## 모음집에서 발췌한 항목
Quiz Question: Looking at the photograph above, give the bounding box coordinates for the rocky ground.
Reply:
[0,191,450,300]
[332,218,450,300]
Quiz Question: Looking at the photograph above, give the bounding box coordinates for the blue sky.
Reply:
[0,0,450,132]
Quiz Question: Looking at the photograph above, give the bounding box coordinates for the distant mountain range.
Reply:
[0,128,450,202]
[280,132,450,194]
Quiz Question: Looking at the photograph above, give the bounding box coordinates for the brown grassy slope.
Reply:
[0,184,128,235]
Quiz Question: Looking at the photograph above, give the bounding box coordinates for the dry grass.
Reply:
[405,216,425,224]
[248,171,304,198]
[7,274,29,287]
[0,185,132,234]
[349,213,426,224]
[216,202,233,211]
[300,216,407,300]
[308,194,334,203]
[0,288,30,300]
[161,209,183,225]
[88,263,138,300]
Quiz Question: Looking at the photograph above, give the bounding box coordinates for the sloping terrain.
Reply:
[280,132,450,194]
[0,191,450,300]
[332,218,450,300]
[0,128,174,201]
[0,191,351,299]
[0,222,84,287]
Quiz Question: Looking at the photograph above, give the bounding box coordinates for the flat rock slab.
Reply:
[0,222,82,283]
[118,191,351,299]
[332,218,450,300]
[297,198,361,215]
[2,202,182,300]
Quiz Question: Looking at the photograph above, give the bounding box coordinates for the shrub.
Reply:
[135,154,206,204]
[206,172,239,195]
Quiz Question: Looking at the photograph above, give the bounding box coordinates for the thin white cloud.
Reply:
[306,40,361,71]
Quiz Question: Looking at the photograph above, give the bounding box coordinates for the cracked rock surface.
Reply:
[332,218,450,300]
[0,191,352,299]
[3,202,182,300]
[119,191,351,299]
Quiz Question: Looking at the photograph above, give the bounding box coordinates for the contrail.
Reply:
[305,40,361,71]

## 할 일
위 항목의 모든 줄을 '번호'와 '내용' 두 열로 된 마크다운 표로 정리하세요. 빈 줄은 넣지 마세요.

## 최종 답
| 번호 | 내용 |
|---|---|
| 1 | Quiz Question: Looking at the photograph above, give the bounding box coordinates for the rocky ground. |
| 2 | Reply: |
| 3 | [0,191,450,300] |
| 4 | [332,218,450,300] |
| 5 | Quiz Question: Looking at the photograph above, give the bounding box coordinates for the blue sky. |
| 6 | Reply: |
| 7 | [0,0,450,132] |
| 8 | Quiz Question: Looking at the photograph above, give the bounding box coordinates for the distant mountain range. |
| 9 | Reply: |
| 10 | [0,128,450,202] |
| 11 | [280,132,450,194] |
| 12 | Quiz Question: Looking at the photograph above, give the bounding box coordinates for the brown grassy slope. |
| 13 | Reply: |
| 14 | [0,184,128,235] |
| 15 | Quiz Question: Looking at the photograph above, give the bounding box coordinates for the dry grass. |
| 16 | Reply: |
| 17 | [405,216,425,224] |
| 18 | [248,171,304,198] |
| 19 | [7,274,29,287] |
| 20 | [0,185,132,234] |
| 21 | [349,213,426,224] |
| 22 | [216,202,233,211] |
| 23 | [300,216,407,300] |
| 24 | [308,194,334,203] |
| 25 | [0,288,30,300] |
| 26 | [161,209,183,225] |
| 27 | [88,263,138,300] |
| 28 | Quiz Question: Looking at the photograph above, give the bounding box coordinates for the sloping terrain. |
| 29 | Reply: |
| 30 | [280,132,450,194] |
| 31 | [0,191,450,300] |
| 32 | [332,218,450,300] |
| 33 | [0,128,174,201] |
| 34 | [0,191,351,299] |
| 35 | [0,222,84,287] |
| 36 | Quiz Question: Looking at the photograph above, give the bounding box coordinates for the flat rock slab. |
| 37 | Reply: |
| 38 | [0,222,82,283] |
| 39 | [118,191,351,299] |
| 40 | [332,218,450,300] |
| 41 | [297,198,361,215] |
| 42 | [2,202,182,300] |
| 43 | Quiz Question: Looking at the photograph above, give the bounding box coordinates for the shrub. |
| 44 | Reply: |
| 45 | [135,154,206,204] |
| 46 | [206,172,239,195] |
| 47 | Quiz Question: Looking at the photograph above, give the bounding box coordinates for the thin white cloud. |
| 48 | Reply: |
| 49 | [306,40,361,71] |
| 50 | Quiz Question: Looking at the photograph above, give the bounding box coordinates for the cracked rock surface. |
| 51 | Reply: |
| 52 | [332,218,450,300] |
| 53 | [0,191,352,299] |
| 54 | [3,202,182,300] |
| 55 | [119,191,351,299] |
| 56 | Quiz Question: Looking at the photograph above, give the bounding box coordinates for the contrail. |
| 57 | Reply: |
| 58 | [305,40,361,71] |